> PROBLEM TO SOLVE: Repeat the material exactly as it appears.

> LISTED ENTRIES:
=-=-=
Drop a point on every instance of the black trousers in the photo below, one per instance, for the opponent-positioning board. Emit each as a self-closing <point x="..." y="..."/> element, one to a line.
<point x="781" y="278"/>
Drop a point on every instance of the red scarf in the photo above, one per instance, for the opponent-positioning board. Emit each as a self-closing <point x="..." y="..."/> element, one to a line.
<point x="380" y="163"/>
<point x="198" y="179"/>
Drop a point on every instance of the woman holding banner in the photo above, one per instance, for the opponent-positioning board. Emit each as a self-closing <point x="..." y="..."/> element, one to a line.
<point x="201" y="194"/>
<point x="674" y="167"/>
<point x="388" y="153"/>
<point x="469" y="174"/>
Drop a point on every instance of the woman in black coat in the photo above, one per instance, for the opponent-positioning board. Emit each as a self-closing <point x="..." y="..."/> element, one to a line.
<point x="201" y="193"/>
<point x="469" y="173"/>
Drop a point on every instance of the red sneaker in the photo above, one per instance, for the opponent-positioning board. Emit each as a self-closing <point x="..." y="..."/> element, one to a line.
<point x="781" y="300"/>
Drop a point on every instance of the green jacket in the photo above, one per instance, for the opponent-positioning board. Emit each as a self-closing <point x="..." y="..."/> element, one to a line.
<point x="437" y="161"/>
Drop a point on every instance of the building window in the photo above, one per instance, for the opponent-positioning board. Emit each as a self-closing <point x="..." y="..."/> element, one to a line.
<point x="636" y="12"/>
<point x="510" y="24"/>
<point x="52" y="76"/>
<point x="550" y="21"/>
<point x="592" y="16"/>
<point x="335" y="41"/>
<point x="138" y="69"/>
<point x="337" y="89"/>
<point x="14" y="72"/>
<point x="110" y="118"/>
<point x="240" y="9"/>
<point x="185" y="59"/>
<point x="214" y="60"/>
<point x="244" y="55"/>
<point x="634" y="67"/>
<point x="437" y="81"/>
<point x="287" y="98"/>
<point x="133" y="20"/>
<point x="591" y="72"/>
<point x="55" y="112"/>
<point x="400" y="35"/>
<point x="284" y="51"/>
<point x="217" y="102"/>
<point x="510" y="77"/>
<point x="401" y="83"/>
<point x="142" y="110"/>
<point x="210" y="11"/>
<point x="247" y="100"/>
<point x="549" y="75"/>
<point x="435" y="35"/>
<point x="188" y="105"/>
=-=-=
> FINISHED TASK:
Drop a point on every instance of the black trousers in the photo below, one per instance, for the opponent-positioning board. Emit each as a self-closing <point x="..." y="..."/> element, one to a line.
<point x="781" y="278"/>
Drop a point on every instance of the red scarf in the photo above, one per instance, for the opponent-positioning board. Emit each as a self-closing <point x="..." y="..."/> element, one to a line.
<point x="380" y="163"/>
<point x="198" y="179"/>
Drop a point on every instance of the woman holding banner in the photo above, one per instance, for the opponent-positioning board. Emit each as a self-closing <point x="..." y="..."/> element, one to a line.
<point x="201" y="194"/>
<point x="674" y="167"/>
<point x="388" y="153"/>
<point x="469" y="174"/>
Drop a point on every instance of the woman in black coat in the photo above, one per instance, for the opponent-positioning board. Emit each as a self-closing <point x="..." y="..."/> element, one to a line.
<point x="201" y="193"/>
<point x="469" y="173"/>
Drop a point on every instance of the red sneaker in the photo above, one per instance, for the opponent-positioning board. Emit each as a self-closing <point x="..." y="..."/> element, one to a line.
<point x="781" y="300"/>
Drop a point on every instance of the green jacket in the photo above, one per instance, for the opponent-positioning board. Emit each as a self-closing <point x="..." y="..."/> element, one to a line.
<point x="437" y="161"/>
Drop a point on every instance of the building window in the photo above, one per instance, for the opponent-positioning board. Emit each as a self-closing <point x="..." y="..."/> element, one to a line.
<point x="636" y="12"/>
<point x="510" y="24"/>
<point x="52" y="76"/>
<point x="550" y="21"/>
<point x="592" y="16"/>
<point x="335" y="41"/>
<point x="138" y="69"/>
<point x="337" y="89"/>
<point x="14" y="72"/>
<point x="110" y="118"/>
<point x="240" y="9"/>
<point x="185" y="59"/>
<point x="214" y="60"/>
<point x="244" y="55"/>
<point x="634" y="67"/>
<point x="437" y="81"/>
<point x="287" y="98"/>
<point x="133" y="20"/>
<point x="591" y="72"/>
<point x="55" y="112"/>
<point x="400" y="35"/>
<point x="284" y="51"/>
<point x="217" y="102"/>
<point x="510" y="77"/>
<point x="401" y="83"/>
<point x="142" y="110"/>
<point x="210" y="11"/>
<point x="247" y="100"/>
<point x="549" y="75"/>
<point x="435" y="35"/>
<point x="188" y="105"/>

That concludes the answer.